_JOB_
Copy every line of the records below that contains the string "bush".

_SUPPLIED MATERIAL_
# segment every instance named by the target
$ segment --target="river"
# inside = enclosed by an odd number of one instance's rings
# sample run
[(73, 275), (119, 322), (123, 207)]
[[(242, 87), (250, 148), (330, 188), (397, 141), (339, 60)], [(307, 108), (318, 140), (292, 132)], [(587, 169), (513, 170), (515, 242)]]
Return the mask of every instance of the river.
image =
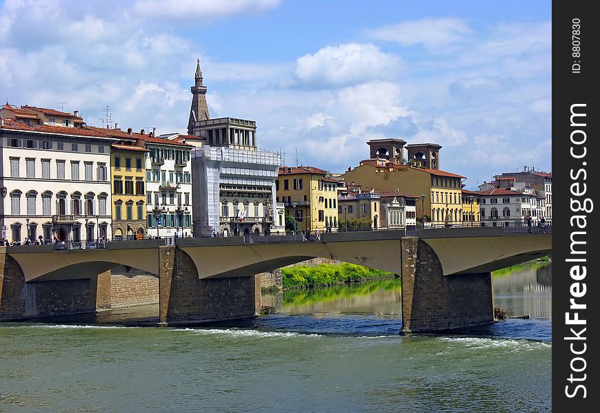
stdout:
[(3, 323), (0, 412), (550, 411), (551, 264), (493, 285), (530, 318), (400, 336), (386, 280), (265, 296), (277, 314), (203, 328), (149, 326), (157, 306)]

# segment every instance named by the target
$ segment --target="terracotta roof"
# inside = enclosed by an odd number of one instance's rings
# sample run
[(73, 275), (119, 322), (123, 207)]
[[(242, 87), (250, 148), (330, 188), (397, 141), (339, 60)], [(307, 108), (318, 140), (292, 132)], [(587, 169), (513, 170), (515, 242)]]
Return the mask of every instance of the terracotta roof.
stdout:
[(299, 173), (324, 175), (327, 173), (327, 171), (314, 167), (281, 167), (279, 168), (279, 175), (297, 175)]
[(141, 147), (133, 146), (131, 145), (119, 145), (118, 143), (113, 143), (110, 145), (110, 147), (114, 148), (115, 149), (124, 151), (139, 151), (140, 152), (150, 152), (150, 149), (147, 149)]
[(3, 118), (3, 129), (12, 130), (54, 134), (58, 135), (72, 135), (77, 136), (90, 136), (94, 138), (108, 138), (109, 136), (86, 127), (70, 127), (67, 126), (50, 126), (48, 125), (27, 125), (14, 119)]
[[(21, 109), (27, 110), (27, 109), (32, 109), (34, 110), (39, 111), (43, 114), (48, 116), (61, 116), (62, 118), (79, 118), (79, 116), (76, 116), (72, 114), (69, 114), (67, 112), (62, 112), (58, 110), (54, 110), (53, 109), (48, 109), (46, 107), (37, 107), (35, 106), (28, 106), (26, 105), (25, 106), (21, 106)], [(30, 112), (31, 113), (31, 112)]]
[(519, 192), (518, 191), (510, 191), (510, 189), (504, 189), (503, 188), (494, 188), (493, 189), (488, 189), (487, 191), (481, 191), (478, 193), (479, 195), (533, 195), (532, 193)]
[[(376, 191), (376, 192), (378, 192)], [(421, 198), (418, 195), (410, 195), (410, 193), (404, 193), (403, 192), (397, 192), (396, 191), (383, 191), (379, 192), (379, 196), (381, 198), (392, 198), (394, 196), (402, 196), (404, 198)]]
...
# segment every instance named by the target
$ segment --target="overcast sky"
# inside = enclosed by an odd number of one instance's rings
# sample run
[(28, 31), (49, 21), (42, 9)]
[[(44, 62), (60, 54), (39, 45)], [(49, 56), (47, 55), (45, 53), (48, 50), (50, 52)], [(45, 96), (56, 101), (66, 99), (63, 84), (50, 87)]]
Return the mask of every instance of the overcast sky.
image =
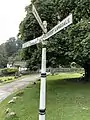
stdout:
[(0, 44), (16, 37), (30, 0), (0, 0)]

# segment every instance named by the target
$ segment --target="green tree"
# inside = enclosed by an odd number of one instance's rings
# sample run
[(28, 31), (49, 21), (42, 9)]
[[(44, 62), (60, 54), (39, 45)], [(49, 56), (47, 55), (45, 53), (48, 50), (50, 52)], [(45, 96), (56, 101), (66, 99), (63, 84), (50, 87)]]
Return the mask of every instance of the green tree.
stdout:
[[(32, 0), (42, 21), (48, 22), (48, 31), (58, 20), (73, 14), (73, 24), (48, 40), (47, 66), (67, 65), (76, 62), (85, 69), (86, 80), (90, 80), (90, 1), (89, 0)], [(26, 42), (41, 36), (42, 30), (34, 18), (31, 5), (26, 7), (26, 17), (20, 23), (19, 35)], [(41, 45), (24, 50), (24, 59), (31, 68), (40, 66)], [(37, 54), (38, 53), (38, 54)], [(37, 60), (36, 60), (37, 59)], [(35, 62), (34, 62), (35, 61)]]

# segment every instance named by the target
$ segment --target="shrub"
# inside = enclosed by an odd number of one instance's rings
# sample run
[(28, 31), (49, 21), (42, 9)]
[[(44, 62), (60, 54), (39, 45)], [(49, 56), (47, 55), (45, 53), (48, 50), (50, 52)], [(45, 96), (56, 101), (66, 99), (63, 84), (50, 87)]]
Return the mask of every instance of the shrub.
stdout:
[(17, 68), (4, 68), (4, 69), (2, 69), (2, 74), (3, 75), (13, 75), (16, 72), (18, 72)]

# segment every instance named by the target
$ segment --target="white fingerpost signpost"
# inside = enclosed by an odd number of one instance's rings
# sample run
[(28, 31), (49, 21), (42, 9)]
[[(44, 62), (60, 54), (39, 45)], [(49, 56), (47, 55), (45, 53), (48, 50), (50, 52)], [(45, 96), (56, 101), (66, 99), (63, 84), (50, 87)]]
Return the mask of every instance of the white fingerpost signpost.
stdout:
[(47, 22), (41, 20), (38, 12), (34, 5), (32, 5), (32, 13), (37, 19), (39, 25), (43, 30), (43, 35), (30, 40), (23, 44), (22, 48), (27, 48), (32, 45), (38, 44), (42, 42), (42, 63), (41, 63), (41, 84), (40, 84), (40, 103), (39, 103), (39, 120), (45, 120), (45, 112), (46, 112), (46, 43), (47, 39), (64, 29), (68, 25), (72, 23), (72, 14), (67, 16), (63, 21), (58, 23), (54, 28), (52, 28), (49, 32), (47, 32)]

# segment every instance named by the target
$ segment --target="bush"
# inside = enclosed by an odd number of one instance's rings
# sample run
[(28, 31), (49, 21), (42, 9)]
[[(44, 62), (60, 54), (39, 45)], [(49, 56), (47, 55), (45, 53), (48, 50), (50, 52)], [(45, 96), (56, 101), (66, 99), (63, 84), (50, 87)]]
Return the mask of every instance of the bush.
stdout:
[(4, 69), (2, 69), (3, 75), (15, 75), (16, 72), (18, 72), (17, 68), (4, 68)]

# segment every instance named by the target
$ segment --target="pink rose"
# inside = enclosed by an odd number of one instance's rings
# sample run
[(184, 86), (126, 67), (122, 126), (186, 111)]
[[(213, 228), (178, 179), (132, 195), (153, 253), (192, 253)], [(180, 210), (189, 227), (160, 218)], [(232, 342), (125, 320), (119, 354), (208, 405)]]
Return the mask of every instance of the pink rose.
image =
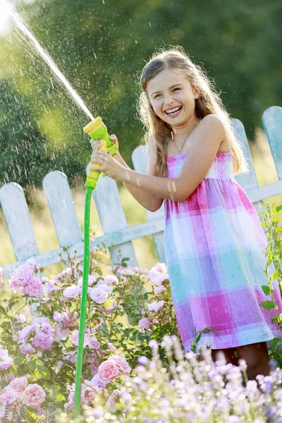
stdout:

_REPLY_
$ segment --target="bush"
Return the mask of every instance of the bush.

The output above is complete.